Das Fach Pathologie hat in den letzten Jahrzehnten durch die Standardisierung der klinischen Pathologie, aber vor allem auch durch die Fortschritte der Molekularpathologie eine wesentliche Weiterentwicklung erfahren. Dem wurde 2015 auch in der neuen Ärztegesetznovelle mit der neuen Bezeichnung „Klinische Pathologie und Molekularpathologie“ Rechnung getragen. In den letzten Jahrzehnten wurde die Immunhistochemie, die Molekularpathologie auf der Proteinebene, substanziell weiterentwickelt und hat auch in die Tumorklassifikation in der gastrointestinalen Pathologie Einzug gehalten.

Datensätze aus einer Sammlung
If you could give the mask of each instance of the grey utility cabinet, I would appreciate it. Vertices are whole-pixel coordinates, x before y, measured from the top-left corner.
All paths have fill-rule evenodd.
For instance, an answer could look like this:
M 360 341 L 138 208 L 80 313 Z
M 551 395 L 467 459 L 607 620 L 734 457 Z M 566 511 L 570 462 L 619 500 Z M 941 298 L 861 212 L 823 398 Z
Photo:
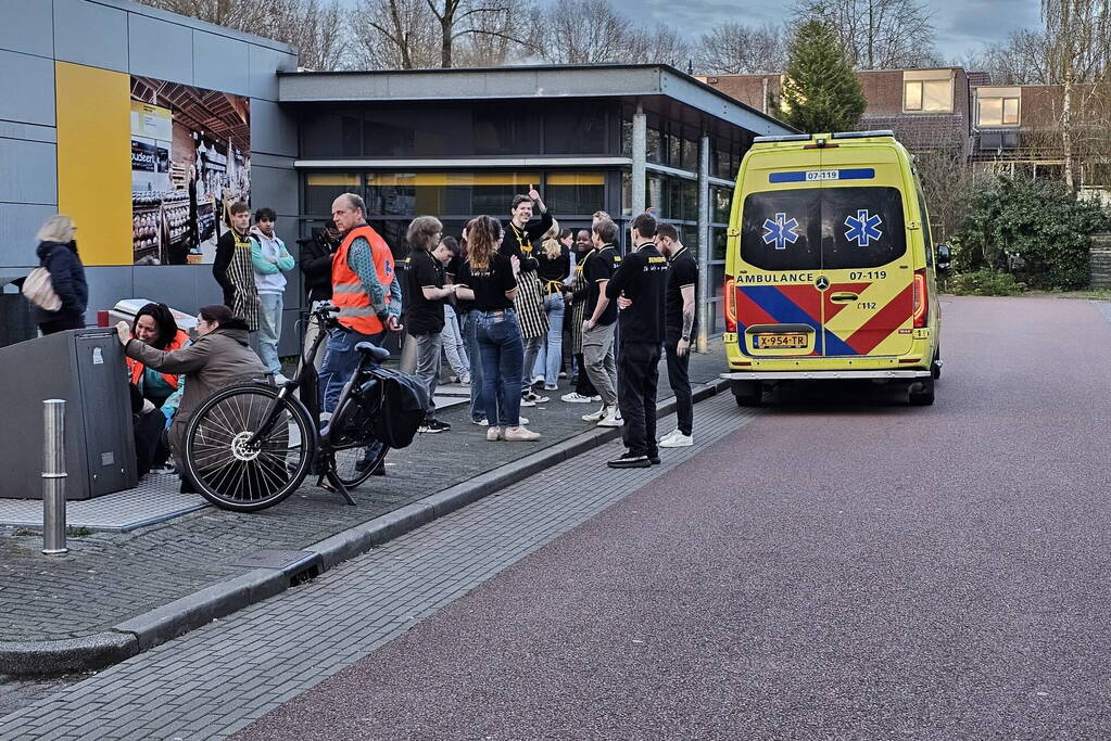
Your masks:
M 123 347 L 114 329 L 71 329 L 0 347 L 0 497 L 42 496 L 42 402 L 66 399 L 67 499 L 138 484 Z

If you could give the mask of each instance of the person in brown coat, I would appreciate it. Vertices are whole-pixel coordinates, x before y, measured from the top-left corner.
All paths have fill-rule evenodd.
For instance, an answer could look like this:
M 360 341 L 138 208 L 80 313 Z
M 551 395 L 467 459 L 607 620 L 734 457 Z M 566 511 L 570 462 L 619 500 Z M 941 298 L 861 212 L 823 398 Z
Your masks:
M 181 456 L 186 425 L 193 410 L 214 392 L 244 380 L 261 380 L 267 374 L 248 344 L 247 323 L 219 304 L 204 306 L 198 313 L 193 344 L 169 353 L 132 337 L 127 322 L 117 324 L 116 332 L 128 357 L 148 368 L 186 376 L 186 392 L 169 432 L 170 453 L 179 474 L 184 470 Z M 182 491 L 188 490 L 189 484 L 182 478 Z

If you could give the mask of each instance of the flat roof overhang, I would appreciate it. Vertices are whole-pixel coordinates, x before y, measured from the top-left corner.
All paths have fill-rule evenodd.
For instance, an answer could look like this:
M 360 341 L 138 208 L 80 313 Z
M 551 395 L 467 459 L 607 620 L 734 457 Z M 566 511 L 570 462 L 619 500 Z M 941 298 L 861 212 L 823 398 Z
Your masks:
M 798 133 L 665 64 L 500 67 L 394 71 L 279 72 L 281 103 L 464 102 L 624 99 L 699 111 L 757 136 Z

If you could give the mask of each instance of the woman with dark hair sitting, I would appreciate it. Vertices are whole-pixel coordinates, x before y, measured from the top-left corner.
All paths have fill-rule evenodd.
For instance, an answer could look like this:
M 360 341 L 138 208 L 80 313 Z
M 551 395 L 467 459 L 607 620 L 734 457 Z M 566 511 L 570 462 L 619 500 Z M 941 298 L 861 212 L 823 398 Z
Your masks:
M 262 380 L 267 374 L 259 356 L 248 344 L 247 322 L 227 306 L 203 306 L 197 315 L 197 339 L 174 351 L 151 347 L 131 336 L 127 322 L 116 325 L 123 353 L 148 368 L 186 376 L 186 390 L 170 425 L 170 451 L 179 471 L 186 424 L 193 410 L 213 392 L 244 380 Z M 182 493 L 191 491 L 184 479 Z
M 178 328 L 166 304 L 147 304 L 131 323 L 131 336 L 156 349 L 172 352 L 189 342 L 189 335 Z M 148 368 L 139 361 L 127 358 L 131 383 L 131 413 L 134 415 L 136 463 L 139 476 L 161 467 L 170 457 L 162 432 L 173 419 L 181 399 L 183 379 L 172 373 Z

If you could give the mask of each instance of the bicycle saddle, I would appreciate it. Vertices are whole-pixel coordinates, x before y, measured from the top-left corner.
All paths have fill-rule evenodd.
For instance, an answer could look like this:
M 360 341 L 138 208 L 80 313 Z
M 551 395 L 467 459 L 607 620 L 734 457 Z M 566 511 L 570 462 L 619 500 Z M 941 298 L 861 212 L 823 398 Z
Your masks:
M 361 342 L 356 345 L 354 348 L 364 355 L 370 355 L 370 359 L 377 363 L 381 363 L 390 356 L 390 351 L 384 347 L 379 347 L 374 343 L 370 342 Z

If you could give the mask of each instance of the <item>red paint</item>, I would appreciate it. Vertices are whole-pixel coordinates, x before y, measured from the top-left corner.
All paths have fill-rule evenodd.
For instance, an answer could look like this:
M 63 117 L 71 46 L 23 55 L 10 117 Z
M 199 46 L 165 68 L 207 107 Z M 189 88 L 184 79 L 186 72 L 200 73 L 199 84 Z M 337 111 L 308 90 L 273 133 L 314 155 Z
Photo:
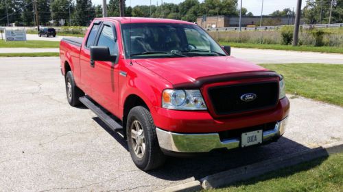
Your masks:
M 289 113 L 289 102 L 287 98 L 279 100 L 275 107 L 262 111 L 217 116 L 206 94 L 209 87 L 263 81 L 279 81 L 278 78 L 250 79 L 230 82 L 215 83 L 200 87 L 207 111 L 176 111 L 161 107 L 161 95 L 165 89 L 175 85 L 191 83 L 207 76 L 267 70 L 263 68 L 230 56 L 194 57 L 163 59 L 125 58 L 121 40 L 121 23 L 173 23 L 185 21 L 145 18 L 104 18 L 95 20 L 106 20 L 116 27 L 119 49 L 117 64 L 96 61 L 90 67 L 89 50 L 66 42 L 60 43 L 62 73 L 64 64 L 69 63 L 77 85 L 104 108 L 123 120 L 123 106 L 130 95 L 140 97 L 152 113 L 156 126 L 179 133 L 212 133 L 240 128 L 267 122 L 281 120 Z M 195 25 L 195 24 L 193 24 Z M 93 23 L 91 26 L 93 25 Z M 88 28 L 88 29 L 90 27 Z M 88 32 L 86 37 L 88 37 Z M 119 71 L 127 72 L 127 77 L 119 75 Z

* **AUFGABEN ZUR ÜBUNG**
(A) Welche neue Bezeichnung erhielt das Fach laut dem Auszug zur Pathologie im Jahr 2015 mit der Ärztegesetznovelle?
(B) Knüpfen Sie an den Auszug zur Pathologie an, und setzen Sie ihn nach seinem letzten Satz fort.

* **ERGEBNISSE DER AUFGABEN**
(A) Das Fach erhielt die Bezeichnung „Klinische Pathologie und Molekularpathologie“.

(B)
Der nächste große Entwicklungsschritt des Faches war die Weiterentwicklung der Molekularpathologie auf der DNA- bzw. RNA-Ebene, was vielfach auch als Molekularpathologie im engeren Sinne angesehen wird. Entwicklungen aus der Wissenschaft (siehe auch „Scientific Corner“), in der die molekulare die histologische Diagnostik nicht nur ergänzt, sondern für sie zentral ist, wie z. B. das sogenannte molekulare Mikroskop*, stellen einen diagnostischen Durchbruch in Richtung Präzisionsmedizin dar.
Die zuletzt 2019 aktualisierte WHO-Klassifikation für gastrointestinale Tumoren stellt eine ausgezeichnete Zusammenfassung von reichhaltiger diagnostischer Erfahrung durch ein internationales Expertenteam dar. Dabei wurde in der Neufassung ganz wesentlich auf die einerseits differenziertere Tumorklassifikation und andererseits auf die Reproduzierbarkeit mit möglichst geringer Inter-Observer-Variation geachtet.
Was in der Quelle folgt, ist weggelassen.